**Text segment:**
+++++

# Section 1: Fundamentals in RNNs — Worked Solution
*Generated on 2025-11-04 11:52:06*

This notebook implements a **manual multi-timestep RNN** in PyTorch and answers all parts (1)–(6).

In [1]:
# (0) Import
import torch
torch.set_printoptions(sci_mode=False, precision=4)
torch.manual_seed(0)


<torch._C.Generator at 0x10d02f730>

In [2]:
# (Given) Declare variables
input_size = 5
seq_len = 4
batch_size = 8
hidden_size = 3
num_classes = 3

# Create random inputs and random labels
inputs = torch.randn(batch_size, seq_len, input_size)
random_labels = torch.randint(0, num_classes, (batch_size,))
print("inputs.shape:", inputs.shape)
print("random_labels:", random_labels)


inputs.shape: torch.Size([8, 4, 5])
random_labels: tensor([1, 2, 2, 2, 2, 0, 0, 0])


## (1) Declare model parameters U, W, V, b, c

In [3]:
# U: (input_size, hidden_size)
# W: (hidden_size, hidden_size)
# b: (hidden_size,)
# V: (hidden_size, num_classes)
# c: (num_classes,)

# Kaiming initialization for weights; zeros for biases
U = torch.nn.Parameter(torch.randn(input_size, hidden_size) * (2/hidden_size)**0.5)
W = torch.nn.Parameter(torch.randn(hidden_size, hidden_size) * (2/hidden_size)**0.5)
b = torch.nn.Parameter(torch.zeros(hidden_size))
V = torch.nn.Parameter(torch.randn(hidden_size, num_classes) * (2/hidden_size)**0.5)

+++++

**Written problem 1:** From the records below, pick out every line containing the string "flooring", matching case exactly, and copy each one in full.

+++++

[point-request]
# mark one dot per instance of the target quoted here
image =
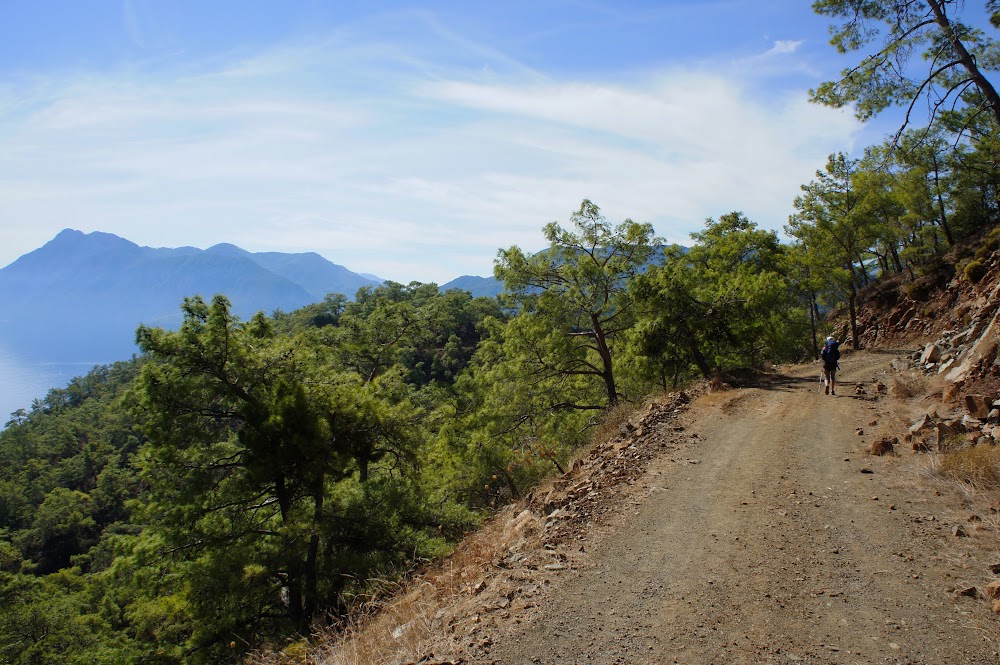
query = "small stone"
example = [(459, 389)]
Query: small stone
[(978, 406), (883, 446), (931, 354), (922, 423)]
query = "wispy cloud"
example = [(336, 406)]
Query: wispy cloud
[(412, 161)]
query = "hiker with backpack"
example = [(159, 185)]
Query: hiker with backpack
[(830, 355)]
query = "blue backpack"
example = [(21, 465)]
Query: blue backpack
[(831, 353)]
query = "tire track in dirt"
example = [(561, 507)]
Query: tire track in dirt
[(760, 542)]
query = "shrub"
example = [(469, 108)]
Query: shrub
[(990, 244), (977, 466), (975, 271), (905, 386)]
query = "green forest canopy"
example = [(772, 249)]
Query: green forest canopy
[(243, 481)]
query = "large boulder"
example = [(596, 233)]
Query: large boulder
[(931, 354), (978, 406)]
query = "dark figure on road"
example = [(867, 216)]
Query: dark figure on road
[(830, 355)]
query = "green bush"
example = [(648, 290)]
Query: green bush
[(975, 271)]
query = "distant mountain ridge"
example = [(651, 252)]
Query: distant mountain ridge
[(82, 295), (89, 287)]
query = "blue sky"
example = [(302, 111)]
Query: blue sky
[(406, 140)]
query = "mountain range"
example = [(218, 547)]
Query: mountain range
[(90, 290)]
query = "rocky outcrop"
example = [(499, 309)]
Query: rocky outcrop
[(929, 432)]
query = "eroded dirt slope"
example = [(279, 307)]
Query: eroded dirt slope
[(765, 533)]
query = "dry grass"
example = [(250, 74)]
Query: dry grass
[(907, 386), (612, 419), (976, 467)]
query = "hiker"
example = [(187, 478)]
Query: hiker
[(830, 355)]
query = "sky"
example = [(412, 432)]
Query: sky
[(410, 141)]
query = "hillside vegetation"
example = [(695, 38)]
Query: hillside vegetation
[(245, 481)]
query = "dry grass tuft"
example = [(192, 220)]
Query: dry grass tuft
[(907, 386), (612, 419), (396, 628), (977, 467)]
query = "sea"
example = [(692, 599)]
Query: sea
[(28, 371)]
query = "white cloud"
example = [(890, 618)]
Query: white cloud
[(391, 162)]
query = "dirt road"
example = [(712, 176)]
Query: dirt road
[(770, 536)]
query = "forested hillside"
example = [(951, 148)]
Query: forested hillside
[(246, 480)]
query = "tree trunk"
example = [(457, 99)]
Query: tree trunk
[(605, 353), (895, 259), (942, 214), (985, 87), (293, 568), (699, 359), (310, 575), (812, 323), (852, 305)]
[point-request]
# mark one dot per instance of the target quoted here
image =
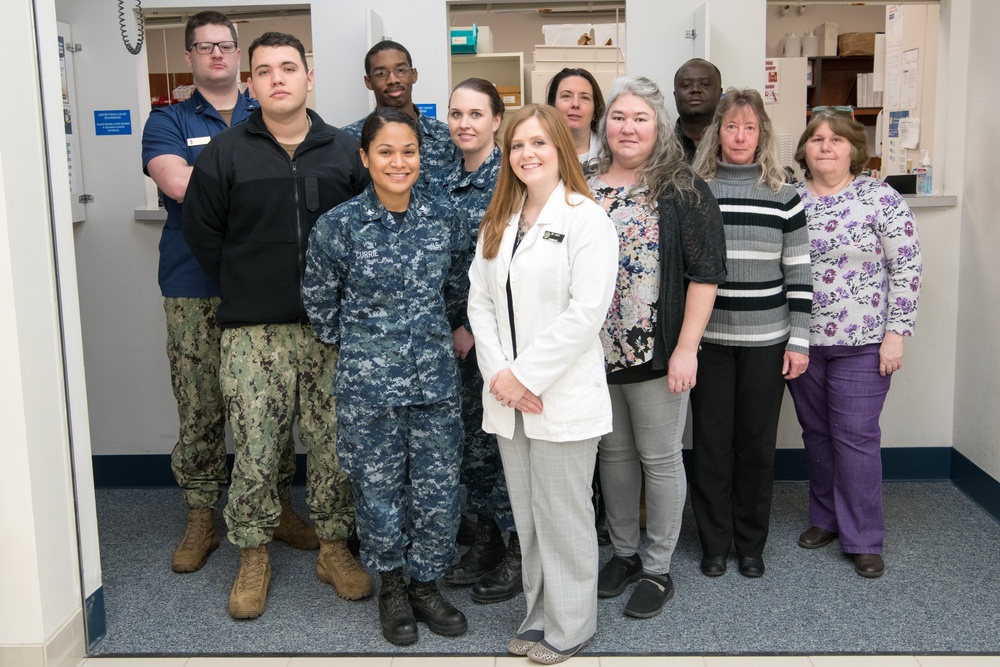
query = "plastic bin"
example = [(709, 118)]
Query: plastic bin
[(464, 40)]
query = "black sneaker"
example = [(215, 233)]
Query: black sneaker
[(617, 574), (649, 596)]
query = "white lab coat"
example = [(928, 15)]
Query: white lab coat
[(562, 278)]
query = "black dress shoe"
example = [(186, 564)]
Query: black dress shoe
[(713, 566), (751, 567), (430, 608), (814, 538), (504, 581), (650, 595), (617, 574), (869, 565)]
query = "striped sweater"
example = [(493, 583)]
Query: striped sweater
[(767, 296)]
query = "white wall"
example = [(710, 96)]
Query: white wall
[(656, 45), (39, 564), (977, 365), (133, 411), (863, 18)]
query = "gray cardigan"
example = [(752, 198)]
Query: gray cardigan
[(692, 248)]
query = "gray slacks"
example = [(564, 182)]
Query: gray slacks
[(648, 425), (550, 493)]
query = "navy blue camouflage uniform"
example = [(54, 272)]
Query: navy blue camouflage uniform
[(438, 153), (389, 289), (482, 469)]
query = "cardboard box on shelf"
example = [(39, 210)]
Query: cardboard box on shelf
[(827, 33), (567, 34), (511, 95), (856, 44)]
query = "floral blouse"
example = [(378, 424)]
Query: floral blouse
[(866, 263), (627, 335)]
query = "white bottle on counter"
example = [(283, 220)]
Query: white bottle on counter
[(925, 176)]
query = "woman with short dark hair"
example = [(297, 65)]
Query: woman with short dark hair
[(866, 268)]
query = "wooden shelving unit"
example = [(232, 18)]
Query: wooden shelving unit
[(835, 83)]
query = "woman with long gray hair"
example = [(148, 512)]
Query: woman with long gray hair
[(757, 337), (672, 256)]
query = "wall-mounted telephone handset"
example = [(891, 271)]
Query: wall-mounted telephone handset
[(139, 27)]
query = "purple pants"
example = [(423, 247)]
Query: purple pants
[(838, 401)]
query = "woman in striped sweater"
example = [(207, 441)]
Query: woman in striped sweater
[(757, 336)]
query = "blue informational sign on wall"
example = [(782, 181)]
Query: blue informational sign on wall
[(429, 110), (113, 121)]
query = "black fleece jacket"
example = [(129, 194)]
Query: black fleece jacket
[(249, 209)]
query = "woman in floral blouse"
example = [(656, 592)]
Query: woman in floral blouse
[(671, 259), (866, 283)]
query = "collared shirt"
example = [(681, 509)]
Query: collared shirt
[(387, 289), (183, 130), (690, 148), (438, 153)]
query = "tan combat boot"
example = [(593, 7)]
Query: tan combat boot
[(250, 590), (199, 540), (336, 566), (293, 531)]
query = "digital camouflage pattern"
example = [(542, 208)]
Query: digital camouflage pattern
[(271, 374), (377, 444), (482, 469), (388, 292), (438, 153), (198, 459)]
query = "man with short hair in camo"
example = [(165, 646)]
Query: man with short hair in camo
[(256, 191), (172, 139), (390, 75)]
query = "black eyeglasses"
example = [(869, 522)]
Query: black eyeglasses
[(401, 72), (205, 48), (838, 109)]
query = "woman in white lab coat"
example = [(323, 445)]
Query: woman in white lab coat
[(541, 283)]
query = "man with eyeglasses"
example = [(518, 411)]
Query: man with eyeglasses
[(390, 75), (171, 141)]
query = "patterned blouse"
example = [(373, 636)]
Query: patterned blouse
[(865, 261), (627, 335)]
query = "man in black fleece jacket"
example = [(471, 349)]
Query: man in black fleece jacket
[(256, 191)]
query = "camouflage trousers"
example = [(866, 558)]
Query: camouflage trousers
[(482, 469), (271, 374), (199, 457), (377, 443)]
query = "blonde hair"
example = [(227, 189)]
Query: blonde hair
[(508, 196), (765, 155)]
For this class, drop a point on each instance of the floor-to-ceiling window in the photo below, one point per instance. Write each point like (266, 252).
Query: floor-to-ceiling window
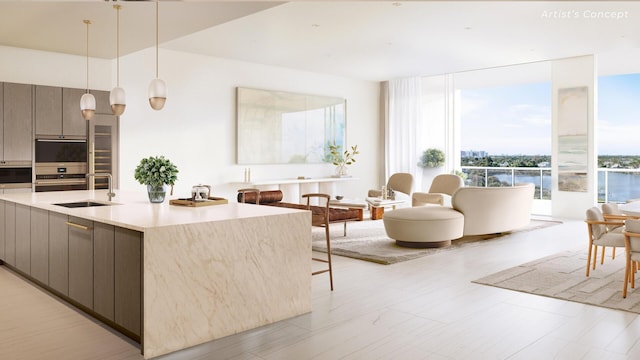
(617, 141)
(505, 126)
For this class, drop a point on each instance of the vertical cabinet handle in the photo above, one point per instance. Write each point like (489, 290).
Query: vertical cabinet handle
(77, 226)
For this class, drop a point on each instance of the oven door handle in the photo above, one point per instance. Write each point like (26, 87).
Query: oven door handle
(60, 182)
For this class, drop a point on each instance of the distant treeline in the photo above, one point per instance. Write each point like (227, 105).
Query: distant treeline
(604, 161)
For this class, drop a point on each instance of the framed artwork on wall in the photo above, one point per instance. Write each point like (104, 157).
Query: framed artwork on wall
(573, 143)
(277, 127)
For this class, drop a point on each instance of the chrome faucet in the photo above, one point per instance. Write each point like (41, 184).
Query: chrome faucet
(110, 194)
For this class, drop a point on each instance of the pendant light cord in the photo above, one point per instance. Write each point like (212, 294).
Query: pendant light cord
(87, 22)
(117, 44)
(157, 39)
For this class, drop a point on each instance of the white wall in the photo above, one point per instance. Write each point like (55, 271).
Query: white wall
(45, 68)
(197, 128)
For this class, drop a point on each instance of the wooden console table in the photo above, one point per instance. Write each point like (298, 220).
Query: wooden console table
(293, 188)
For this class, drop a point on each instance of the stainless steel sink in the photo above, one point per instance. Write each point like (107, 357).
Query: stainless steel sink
(77, 204)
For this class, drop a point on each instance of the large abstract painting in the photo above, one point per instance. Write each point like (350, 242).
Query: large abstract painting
(276, 127)
(573, 144)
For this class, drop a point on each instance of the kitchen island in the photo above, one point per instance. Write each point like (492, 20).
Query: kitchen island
(201, 273)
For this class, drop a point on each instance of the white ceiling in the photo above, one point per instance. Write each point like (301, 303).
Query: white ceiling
(371, 40)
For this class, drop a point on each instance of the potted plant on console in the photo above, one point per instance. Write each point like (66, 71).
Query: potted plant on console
(156, 173)
(342, 158)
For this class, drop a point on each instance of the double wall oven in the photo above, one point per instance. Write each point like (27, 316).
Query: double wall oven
(61, 164)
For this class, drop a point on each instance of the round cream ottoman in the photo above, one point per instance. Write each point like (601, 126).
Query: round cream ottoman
(424, 226)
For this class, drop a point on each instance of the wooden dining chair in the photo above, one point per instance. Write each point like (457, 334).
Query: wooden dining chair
(320, 217)
(632, 250)
(599, 235)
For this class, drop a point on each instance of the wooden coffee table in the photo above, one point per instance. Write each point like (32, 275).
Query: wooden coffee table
(377, 206)
(350, 204)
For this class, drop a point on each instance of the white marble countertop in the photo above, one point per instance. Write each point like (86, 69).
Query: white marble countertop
(132, 209)
(297, 180)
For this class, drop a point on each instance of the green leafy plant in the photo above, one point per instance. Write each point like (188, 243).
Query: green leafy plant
(431, 158)
(156, 171)
(342, 158)
(463, 175)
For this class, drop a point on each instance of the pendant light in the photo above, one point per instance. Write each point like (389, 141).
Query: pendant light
(87, 101)
(157, 87)
(117, 97)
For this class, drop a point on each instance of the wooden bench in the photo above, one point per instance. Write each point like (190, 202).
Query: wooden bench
(274, 198)
(320, 216)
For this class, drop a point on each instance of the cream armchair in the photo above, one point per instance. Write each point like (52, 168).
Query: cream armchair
(442, 187)
(398, 182)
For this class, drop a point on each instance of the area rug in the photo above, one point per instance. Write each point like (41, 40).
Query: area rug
(562, 276)
(367, 240)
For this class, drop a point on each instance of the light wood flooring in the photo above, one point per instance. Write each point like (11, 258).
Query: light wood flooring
(420, 309)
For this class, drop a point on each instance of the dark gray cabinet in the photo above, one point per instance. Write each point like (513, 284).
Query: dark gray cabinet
(10, 233)
(81, 261)
(103, 270)
(59, 252)
(96, 265)
(73, 124)
(103, 140)
(128, 279)
(48, 110)
(40, 245)
(23, 238)
(17, 122)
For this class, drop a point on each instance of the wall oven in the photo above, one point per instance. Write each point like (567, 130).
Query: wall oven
(15, 175)
(61, 164)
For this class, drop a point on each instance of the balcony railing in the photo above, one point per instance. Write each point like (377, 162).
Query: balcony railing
(508, 176)
(614, 185)
(618, 185)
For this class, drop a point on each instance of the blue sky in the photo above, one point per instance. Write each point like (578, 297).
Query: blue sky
(619, 115)
(508, 119)
(517, 119)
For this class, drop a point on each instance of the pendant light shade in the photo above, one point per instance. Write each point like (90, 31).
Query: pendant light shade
(117, 97)
(157, 87)
(88, 106)
(157, 93)
(87, 101)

+++++

**Written problem 2:** Reproduce the RNN notebook above in full, word for word.

**Finished answer 1:**
For this class, drop a point on each instance of the light wood flooring in the photo above, one point per instance. Write each point like (11, 258).
Query: light wood flooring

**Finished answer 2:**
# Section 1: Fundamentals in RNNs — Worked Solution
*Generated on 2025-11-04 11:52:06*

This notebook implements a **manual multi-timestep RNN** in PyTorch and answers all parts (1)–(6).

In [1]:
# (0) Import
import torch
torch.set_printoptions(sci_mode=False, precision=4)
torch.manual_seed(0)


<torch._C.Generator at 0x10d02f730>

In [2]:
# (Given) Declare variables
input_size = 5
seq_len = 4
batch_size = 8
hidden_size = 3
num_classes = 3

# Create random inputs and random labels
inputs = torch.randn(batch_size, seq_len, input_size)
random_labels = torch.randint(0, num_classes, (batch_size,))
print("inputs.shape:", inputs.shape)
print("random_labels:", random_labels)


inputs.shape: torch.Size([8, 4, 5])
random_labels: tensor([1, 2, 2, 2, 2, 0, 0, 0])


## (1) Declare model parameters U, W, V, b, c

In [3]:
# U: (input_size, hidden_size)
# W: (hidden_size, hidden_size)
# b: (hidden_size,)
# V: (hidden_size, num_classes)
# c: (num_classes,)

# Kaiming initialization for weights; zeros for biases
U = torch.nn.Parameter(torch.randn(input_size, hidden_size) * (2/hidden_size)**0.5)
W = torch.nn.Parameter(torch.randn(hidden_size, hidden_size) * (2/hidden_size)**0.5)
b = torch.nn.Parameter(torch.zeros(hidden_size))
V = torch.nn.Parameter(torch.randn(hidden_size, num_classes) * (2/hidden_size)**0.5)